**The exercise**
Repeat every line of the data exactly, but not the pictures.

Rows from a dataset:

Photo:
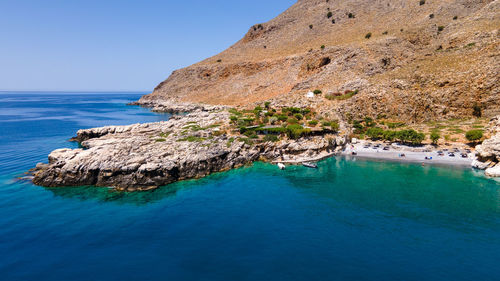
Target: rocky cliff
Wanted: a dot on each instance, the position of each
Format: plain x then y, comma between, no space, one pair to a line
145,156
408,59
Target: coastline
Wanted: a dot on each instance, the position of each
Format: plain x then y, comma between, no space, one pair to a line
411,155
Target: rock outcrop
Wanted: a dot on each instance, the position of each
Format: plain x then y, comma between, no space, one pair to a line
488,153
409,61
145,156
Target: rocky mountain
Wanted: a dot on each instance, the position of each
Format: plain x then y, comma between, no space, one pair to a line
407,59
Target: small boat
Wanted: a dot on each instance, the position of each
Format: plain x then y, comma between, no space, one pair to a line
310,165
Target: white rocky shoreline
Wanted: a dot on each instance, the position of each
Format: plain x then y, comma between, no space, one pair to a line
145,156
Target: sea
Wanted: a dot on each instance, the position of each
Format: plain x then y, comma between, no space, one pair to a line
350,219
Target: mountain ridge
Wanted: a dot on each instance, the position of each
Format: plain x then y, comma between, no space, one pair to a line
415,60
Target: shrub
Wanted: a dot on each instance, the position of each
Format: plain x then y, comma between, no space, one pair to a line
295,131
192,139
474,135
476,110
335,126
435,137
313,123
410,136
390,135
395,125
369,122
375,133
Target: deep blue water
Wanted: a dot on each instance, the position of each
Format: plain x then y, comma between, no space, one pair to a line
349,220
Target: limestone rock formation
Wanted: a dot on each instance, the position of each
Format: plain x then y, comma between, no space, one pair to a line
145,156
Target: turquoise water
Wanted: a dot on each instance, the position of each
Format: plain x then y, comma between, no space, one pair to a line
348,220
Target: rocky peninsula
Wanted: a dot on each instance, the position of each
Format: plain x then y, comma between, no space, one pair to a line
146,156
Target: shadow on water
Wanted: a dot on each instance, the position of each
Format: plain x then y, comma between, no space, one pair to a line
107,195
441,195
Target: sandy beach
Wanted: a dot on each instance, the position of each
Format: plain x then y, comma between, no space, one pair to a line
411,154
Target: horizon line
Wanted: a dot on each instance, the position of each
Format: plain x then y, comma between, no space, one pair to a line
78,91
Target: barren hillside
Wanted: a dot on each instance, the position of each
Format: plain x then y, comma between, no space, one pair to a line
410,59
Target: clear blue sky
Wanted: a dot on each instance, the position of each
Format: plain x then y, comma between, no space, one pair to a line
116,45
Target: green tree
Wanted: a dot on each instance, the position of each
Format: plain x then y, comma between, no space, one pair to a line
435,136
476,110
410,136
375,133
474,135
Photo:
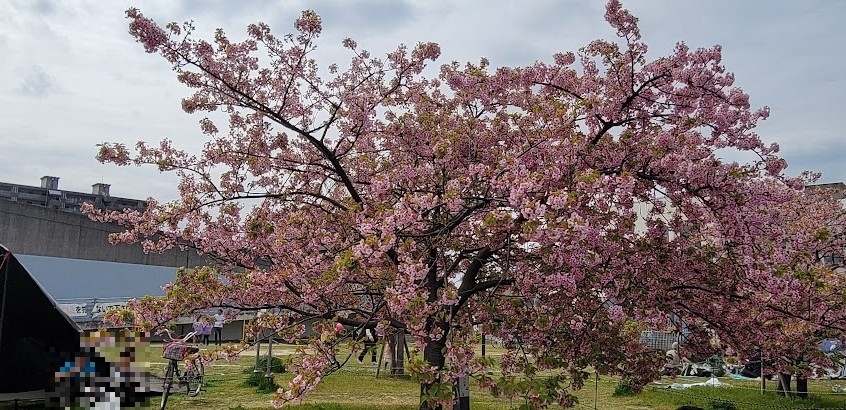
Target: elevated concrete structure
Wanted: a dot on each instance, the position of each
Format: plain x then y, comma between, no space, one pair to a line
34,230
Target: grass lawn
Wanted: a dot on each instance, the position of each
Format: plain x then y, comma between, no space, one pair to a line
356,387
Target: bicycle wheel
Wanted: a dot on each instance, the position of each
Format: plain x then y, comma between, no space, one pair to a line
168,382
194,378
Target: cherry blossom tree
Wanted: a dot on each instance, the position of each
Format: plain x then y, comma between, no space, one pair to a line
559,206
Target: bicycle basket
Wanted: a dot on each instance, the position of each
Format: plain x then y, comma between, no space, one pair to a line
175,351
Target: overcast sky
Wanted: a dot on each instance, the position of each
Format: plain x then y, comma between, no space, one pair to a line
72,77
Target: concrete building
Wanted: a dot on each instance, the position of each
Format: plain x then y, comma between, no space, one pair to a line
49,195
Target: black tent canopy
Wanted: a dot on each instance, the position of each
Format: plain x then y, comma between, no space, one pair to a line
36,336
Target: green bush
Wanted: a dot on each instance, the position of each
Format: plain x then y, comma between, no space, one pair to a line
623,389
261,383
277,365
721,405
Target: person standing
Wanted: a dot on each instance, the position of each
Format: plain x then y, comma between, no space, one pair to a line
206,330
218,327
198,328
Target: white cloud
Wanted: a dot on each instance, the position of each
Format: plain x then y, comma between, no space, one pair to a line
785,54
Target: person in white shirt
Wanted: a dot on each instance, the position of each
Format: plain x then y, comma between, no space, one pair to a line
218,327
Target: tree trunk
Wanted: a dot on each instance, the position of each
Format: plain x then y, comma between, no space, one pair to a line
802,387
784,380
433,354
397,349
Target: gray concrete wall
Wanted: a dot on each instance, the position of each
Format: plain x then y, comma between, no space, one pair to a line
33,230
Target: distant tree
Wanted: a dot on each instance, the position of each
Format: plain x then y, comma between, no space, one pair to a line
560,206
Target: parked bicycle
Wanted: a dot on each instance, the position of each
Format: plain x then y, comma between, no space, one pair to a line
192,378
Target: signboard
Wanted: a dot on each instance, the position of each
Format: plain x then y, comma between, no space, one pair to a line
88,310
74,310
101,308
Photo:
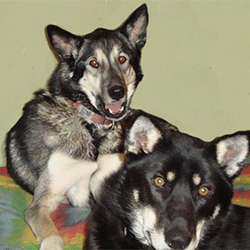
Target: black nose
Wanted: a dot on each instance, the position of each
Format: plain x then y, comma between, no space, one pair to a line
116,92
178,242
177,238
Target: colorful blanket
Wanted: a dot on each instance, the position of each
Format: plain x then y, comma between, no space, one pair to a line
71,222
15,234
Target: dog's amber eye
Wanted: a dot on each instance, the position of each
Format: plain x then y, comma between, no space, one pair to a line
122,59
159,181
94,64
204,191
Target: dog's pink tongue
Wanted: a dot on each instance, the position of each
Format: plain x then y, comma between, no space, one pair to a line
115,108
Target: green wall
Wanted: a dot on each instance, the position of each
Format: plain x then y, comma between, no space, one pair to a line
196,61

**Response for this exercise**
Photo:
Target: rocky cliff
Wanted: a dot on each instance, the position of each
Format: plain x then y, comma between, no space, one pair to a line
145,156
408,59
Target: coastline
Wanted: a dot on each instance, the position of each
Format: plain x then y, comma between, no space, one pair to a line
411,155
Target: rock outcrop
Wanted: a dot on each instance, the position of each
Format: plain x then y, comma between, no space, one pair to a line
488,153
409,61
145,156
Target: rocky mountain
Wanted: a dot on each instance, the position of each
Format: plain x then y, comma between, no space, one pair to a line
407,59
Target: small boat
Wanted: a dot on each instance, the position of each
Format: plain x then y, comma between, no space, one pair to a line
310,165
Target: white rocky shoreline
Wanted: a dot on each instance, the position of each
Format: plain x then y, comma between, no space, one pair to a line
145,156
Target: sea
Wanted: a dot on each instance, the position of each
Format: plain x then y, comma between, no space, one pair to a line
350,219
Target: mountain ridge
Wanted: a dot on each instance, the position of each
Format: plain x then y, comma between, no space, one pair to a line
415,60
Target: shrub
Wanted: a dot on each instance, the position of each
Format: plain x then y, comma between, no space, one pair to a line
295,131
192,139
474,135
476,110
335,126
435,137
313,123
410,136
390,135
395,125
369,122
375,133
Target: deep blue water
Wanted: a dot on each instance, the position of each
Format: plain x then y, comma between, no space, one pair to a line
349,220
Target: limestone rock formation
Wanted: a dot on each instance, the position of each
Format: plain x then y, comma between, no space, one pair to a line
145,156
Target: turquoise water
Wanted: a dot on each instance, the position of each
Format: plain x then y, comma between, no space, one pair to a line
348,220
Target: rocky peninsula
Wanted: a dot on each instance, the position of each
Format: plain x then y, comma between, no space, one pair to a line
146,156
Target: shadow on water
Wanted: a dot on each instance, the position of each
Format: plain x then y, comma between, no space, one pair to a line
107,195
441,195
Target: sandy beach
Wanted: a dot on each instance, the position of each
Format: plain x then y, comma between, no space, one pair to a line
411,154
Target: horizon line
Wanted: a dot on each instance, the position of each
Format: plain x then y, comma between, no space, one pair to a line
78,91
Target: barren hillside
Wanted: a dot on each instance, the position of each
Format: plain x then y, comma between, no space, one pair to a line
410,59
Target: clear blue sky
Wanted: a dot on each instance, the position of each
Format: plain x then y, comma between, no space, one pair to a line
116,45
Target: green tree
Wanted: a dot on each instance, the position of each
Format: plain x then y, comma between, no space, one pair to a line
435,136
476,110
410,136
375,133
474,135
Photo:
Target: elevated concrete structure
Wanted: a dot on each instance, the position of each
Format: plain x then y, comma between, no space, one pair to a line
34,230
Target: grass lawn
Wanted: a dot on each instance, the position of each
Format: plain x then y, comma between, no space, one pair to a line
356,387
Target: bicycle wheel
Wanted: a dot on each instance, the position of each
Format: plain x then y, comma between, no space, one pair to a line
168,382
194,378
Target: cherry blossom tree
Wanted: a dot on each instance, the position of each
Format: plain x then y, comma between, no space, one pair to a line
559,206
Target: bicycle basket
Wanted: a dot on each instance, the position of each
Format: plain x then y, comma between, no space, one pair to a line
175,351
Target: overcast sky
Wanted: a dot on each instance, the position of each
Format: plain x then y, comma between, no space, one pair to a line
72,77
Target: concrete building
Wanted: a dot on each instance, the position of each
Format: plain x then y, comma between, no space, one pair to a line
49,195
Target: black tent canopy
Wanted: a dot on each instance, the position of each
Format: plain x then y, comma between, no space, one pair to a line
36,336
Target: green bush
Wanted: a dot on each instance, the position of each
Format: plain x then y, comma between, no space, one pair to a line
623,389
261,383
277,365
721,405
Target: person standing
Wanted: a dot on each instance, the position of each
Format: plain x then y, comma between, no space, one pair to a line
206,330
218,327
198,328
Target: white cloud
Wanted: a dot on each instance, the position of each
Format: plain x then y, comma between, no space, one pair to a line
785,54
Target: person in white shirt
Wanted: a dot on each instance, the position of each
Format: plain x then y, comma between, no space, one pair to a line
218,327
Target: tree trunk
Wanted: a dot on each instance, the position of each
Format: plain x then y, comma between, no space, one pair to a line
802,387
784,380
433,354
397,349
Target: gray concrete wall
Wanted: a dot on each instance, the position of each
Format: plain x then y, comma between, no space, one pair to a line
33,230
Target: distant tree
Wanted: a dot on each instance, the position of each
Format: plain x then y, comma between, no space, one pair to a line
560,206
Target: parked bicycle
Wanted: a dot on each instance, the position of each
Format: plain x then y, comma between, no space, one pair to a line
192,378
Target: signboard
Wanted: a dot on each instance, the position of each
Format: plain x then y, comma between, no space, one pair to a line
88,310
74,310
101,308
Photo:
Target: black nose
Wanted: a dot on each instance, the position of each
Format: plain x then y, comma between, no space, one pair to a line
116,92
178,242
177,238
Target: colorful blanket
Wanted: a dot on each instance, the position of each
Format: plain x then y, comma between, no space, one pair to a line
71,222
15,234
Target: dog's amber eye
Wanted: a dot on each instance, the position of each
Format: plain x then y, comma between, no space, one pair to a line
122,59
159,181
94,64
204,191
Target: dog's pink tongue
Wanted: a dot on each instance, the position of each
Format: plain x then y, comma between, no space, one pair to a line
115,108
Target: green wall
Wanted: a dot on each instance, the position of each
Format: plain x then y, comma between, no space, one pair to a line
196,61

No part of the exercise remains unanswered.